Task brief
How would the ext4 patch email go on? Continue it from its final sentence.

Passage to read
----------

On Mon, Feb 18, 2008 at 04:14:34PM -0800, Mingming Cao wrote:
> On Sat, 2008-02-16 at 08:53 +0530, Aneesh Kumar K.V wrote:
>
> How about the following patch?
>
> Regards,
> Mingming
>
> ext4: ext4_get_blocks_wrap fix for writing to preallocated
> From: Mingming Cao <[email protected]>
>
> This patch fixed a issue with wrting to a preallocated blocks.
> A write hit a BUG_ON() in fs/buffer.c saying the buffer is not mapped.
>
> On the write path, ext4_get_block_wrap() is called with create=1, but it
> will pass create=0 down to the underlying ext4ext_get_blocks()
> to do a look up first. In the preallocation case, ext4_ext_get_blocks()
> with create = 0, will return number of blocks pre-allocated and buffer
> head unmapped. ext4_get_blocks_wrap() thinks it succeeds too early, without
> checking if it needs again call ext4_ext_get_blocks with create = 1
> which would do proper handling for writing to preallocated blocks:
> split the extent to initialized and uninitialized one and
> returns the mapped buffer head.

----------

Data extract

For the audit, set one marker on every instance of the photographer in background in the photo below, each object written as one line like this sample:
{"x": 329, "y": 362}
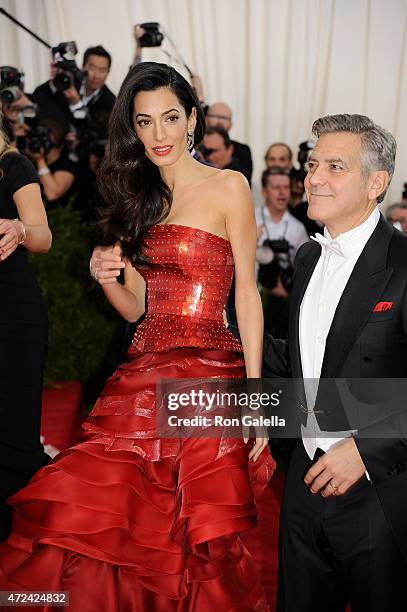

----------

Exercise result
>
> Treating preallocated blocks as holes equally(i.e. ignoring the number of blocks
> pre-allocated and returns 0) when get_blocks() is called with create = 0 is not enough.
> ext4_ext_get_blocks() needs to differentiate these two cases for delayed allocation
> purpose, as for holes it need to do reservation and prepare for later
> delayed allocation, but for pre-allocated blocks it needs skip that work.
>
> It would makes things more clear if we have clear definition of what
> get_blocks() return value means.
>
> Similar to ext4_get_blocks_handle(), the following
> * return > 0, # of blocks already allocated
> * if these are pre-allocated blocks and create = 0
> * buffer head is unmapped
> * otherwise blocks are mapped.
> *
> * return = 0, if plain look up failed (blocks have not been allocated)
> * buffer head is unmapped
> *
> * return < 0, error case.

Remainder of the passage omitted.